**EXCERPTED DATA**

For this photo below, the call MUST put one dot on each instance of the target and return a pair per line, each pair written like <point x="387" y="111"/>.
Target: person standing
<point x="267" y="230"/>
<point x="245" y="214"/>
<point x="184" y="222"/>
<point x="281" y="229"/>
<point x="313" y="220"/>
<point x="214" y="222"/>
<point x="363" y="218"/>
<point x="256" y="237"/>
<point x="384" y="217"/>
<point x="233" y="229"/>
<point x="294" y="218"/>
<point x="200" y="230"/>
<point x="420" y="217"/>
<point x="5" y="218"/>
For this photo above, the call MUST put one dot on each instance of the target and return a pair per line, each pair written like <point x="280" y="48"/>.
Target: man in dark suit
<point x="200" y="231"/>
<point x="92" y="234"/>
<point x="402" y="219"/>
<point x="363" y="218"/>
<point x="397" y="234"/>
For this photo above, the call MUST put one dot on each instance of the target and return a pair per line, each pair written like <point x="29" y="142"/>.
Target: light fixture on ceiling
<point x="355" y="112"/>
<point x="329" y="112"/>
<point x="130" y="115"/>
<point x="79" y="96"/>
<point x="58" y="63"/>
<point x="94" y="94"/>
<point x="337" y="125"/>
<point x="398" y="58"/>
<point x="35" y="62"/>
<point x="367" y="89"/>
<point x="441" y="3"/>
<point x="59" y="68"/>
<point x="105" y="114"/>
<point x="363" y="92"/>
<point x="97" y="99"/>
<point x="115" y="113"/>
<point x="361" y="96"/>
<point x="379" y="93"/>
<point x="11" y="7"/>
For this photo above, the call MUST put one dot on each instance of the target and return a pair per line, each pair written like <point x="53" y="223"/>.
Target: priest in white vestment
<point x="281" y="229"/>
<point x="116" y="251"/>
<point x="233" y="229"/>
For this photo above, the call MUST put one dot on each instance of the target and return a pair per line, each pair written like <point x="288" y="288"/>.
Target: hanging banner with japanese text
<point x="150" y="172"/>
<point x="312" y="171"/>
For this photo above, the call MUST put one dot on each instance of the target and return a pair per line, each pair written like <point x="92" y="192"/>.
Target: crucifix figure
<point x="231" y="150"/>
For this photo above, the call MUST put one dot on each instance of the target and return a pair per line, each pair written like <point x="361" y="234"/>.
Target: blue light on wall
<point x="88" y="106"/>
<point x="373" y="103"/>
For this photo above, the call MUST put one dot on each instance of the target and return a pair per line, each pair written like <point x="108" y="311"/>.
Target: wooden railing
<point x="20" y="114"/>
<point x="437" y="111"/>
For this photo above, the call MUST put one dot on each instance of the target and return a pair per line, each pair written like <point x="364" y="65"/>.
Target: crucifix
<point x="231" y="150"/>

==

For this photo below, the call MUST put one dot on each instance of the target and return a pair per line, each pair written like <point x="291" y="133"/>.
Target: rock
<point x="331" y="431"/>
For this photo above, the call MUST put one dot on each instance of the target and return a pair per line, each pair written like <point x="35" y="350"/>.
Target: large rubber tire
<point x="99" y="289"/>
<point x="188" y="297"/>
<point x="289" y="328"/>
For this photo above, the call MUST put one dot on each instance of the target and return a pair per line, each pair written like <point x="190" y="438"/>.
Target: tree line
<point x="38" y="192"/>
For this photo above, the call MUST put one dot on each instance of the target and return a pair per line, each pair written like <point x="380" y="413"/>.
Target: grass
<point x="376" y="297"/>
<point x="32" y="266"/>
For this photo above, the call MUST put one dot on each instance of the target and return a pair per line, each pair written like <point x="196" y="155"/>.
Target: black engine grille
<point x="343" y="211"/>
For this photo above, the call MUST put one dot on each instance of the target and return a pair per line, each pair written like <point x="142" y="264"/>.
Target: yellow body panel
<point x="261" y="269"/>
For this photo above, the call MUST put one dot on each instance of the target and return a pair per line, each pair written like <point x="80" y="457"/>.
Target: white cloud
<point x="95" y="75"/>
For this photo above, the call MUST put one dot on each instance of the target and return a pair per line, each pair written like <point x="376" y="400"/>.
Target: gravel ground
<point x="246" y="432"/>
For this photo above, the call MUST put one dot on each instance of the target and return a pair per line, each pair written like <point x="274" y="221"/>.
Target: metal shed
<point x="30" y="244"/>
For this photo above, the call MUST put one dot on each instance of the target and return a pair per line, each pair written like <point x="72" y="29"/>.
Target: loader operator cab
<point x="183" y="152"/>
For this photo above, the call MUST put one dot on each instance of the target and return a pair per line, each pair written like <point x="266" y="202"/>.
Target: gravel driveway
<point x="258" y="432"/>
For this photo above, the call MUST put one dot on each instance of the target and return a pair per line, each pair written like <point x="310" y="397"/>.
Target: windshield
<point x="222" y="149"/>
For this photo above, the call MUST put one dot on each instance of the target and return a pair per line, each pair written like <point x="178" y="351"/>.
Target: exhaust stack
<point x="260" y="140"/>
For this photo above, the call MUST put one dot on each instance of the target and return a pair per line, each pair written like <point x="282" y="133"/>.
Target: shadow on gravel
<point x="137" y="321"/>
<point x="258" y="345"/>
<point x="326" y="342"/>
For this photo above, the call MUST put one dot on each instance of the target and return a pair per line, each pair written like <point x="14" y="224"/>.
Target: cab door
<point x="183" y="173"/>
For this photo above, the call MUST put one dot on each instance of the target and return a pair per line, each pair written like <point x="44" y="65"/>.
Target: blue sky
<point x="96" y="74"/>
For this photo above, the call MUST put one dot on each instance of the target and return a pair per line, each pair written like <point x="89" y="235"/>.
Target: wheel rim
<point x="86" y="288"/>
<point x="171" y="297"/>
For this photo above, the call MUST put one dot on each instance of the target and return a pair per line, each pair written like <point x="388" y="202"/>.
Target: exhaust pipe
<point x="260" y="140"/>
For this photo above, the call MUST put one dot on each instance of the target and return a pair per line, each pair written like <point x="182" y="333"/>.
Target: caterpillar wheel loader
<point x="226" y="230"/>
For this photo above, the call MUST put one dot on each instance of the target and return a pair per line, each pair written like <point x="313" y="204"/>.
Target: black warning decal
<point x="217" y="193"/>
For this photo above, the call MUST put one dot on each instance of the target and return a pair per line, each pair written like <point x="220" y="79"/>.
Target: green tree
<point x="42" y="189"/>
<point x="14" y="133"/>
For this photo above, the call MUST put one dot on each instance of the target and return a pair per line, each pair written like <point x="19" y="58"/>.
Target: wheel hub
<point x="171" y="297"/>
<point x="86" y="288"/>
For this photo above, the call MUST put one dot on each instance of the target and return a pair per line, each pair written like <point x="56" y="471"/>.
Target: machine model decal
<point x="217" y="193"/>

**ASSIGNED TASK**
Check the listing above for lines containing the string "below", and copy each one.

**WRITTEN RESPONSE**
For this photo below, the call MUST put one dot on each instance of the target and return a pair per line, each pair written like <point x="387" y="111"/>.
For this photo below, the call MUST put one dot on each instance of the target and return a pair per line, each pair written like <point x="291" y="133"/>.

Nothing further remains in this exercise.